__ACTIVITY__
In the article on The Duggans, why did the brothers use a tape recorder to collect old Irish songs from elderly people in their village and on Tory Island?

__DOCUMENT TEXT__

Background information
- Origin: County Donegal, Ireland
- Genres: Folk, Celtic
- Years active: 2004–2016
- Label: MDM.ie
- Past members: Noel Duggan Pádraig Duggan
- Website: www.clannad.ie/rubicon.html

= The Duggans =

Irish musical duo

The Duggans (Na Dúgáiní) were an Irish musical duo from County Donegal, Ireland. They were founder members of the Irish folk group Clannad.

==Early life==
Twin brothers Noel Duggan and Pádraig (Patrick) Duggan (Ó Dúgáin) were born on 23 January 1949 in Gweedore, County Donegal, to Maire and Aodh Ó Dúgáin. They were the youngest in a family of seven. The brothers learned to speak Gaelic as their first language and acted on stage with a local theatre group from an early age. They took piano lessons, then learned to play guitar in their early teens. Both trained on a radio officers' course as preparation for going to sea, but chose music instead.

They played in the Slieve Foy Band, an Irish showband whose members included their elder sister Baba and her husband Leo Brennan, who bought a pub, Ionad Jack in the village of Meenaleck, which they helped to renovate and reopen as Tabhairne Leo (Leo's Tavern). The pub became the home of informal music sessions with a group of family members, hosting live music every night, and the Duggan brothers became mainstays of the sessions. Their early repertoire consisted of American country numbers and arrangements of contemporary songs by artists such as Joni Mitchell and The Beatles, until their mother suggested that they should sing in Gaelic. The brothers used a tape recorder to collect old Irish songs from elderly people in their village and on Tory Island, ten miles off the coast of Donegal, the place of origin of the Duggan family, "before they were lost forever".

Stored items:
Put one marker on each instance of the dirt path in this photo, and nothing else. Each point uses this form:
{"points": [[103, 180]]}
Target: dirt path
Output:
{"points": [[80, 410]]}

__EXPECTED OUTPUT__
They collected the songs to preserve them "before they were lost forever." They gathered them from elderly people in their village and on Tory Island, the Duggan family's place of origin.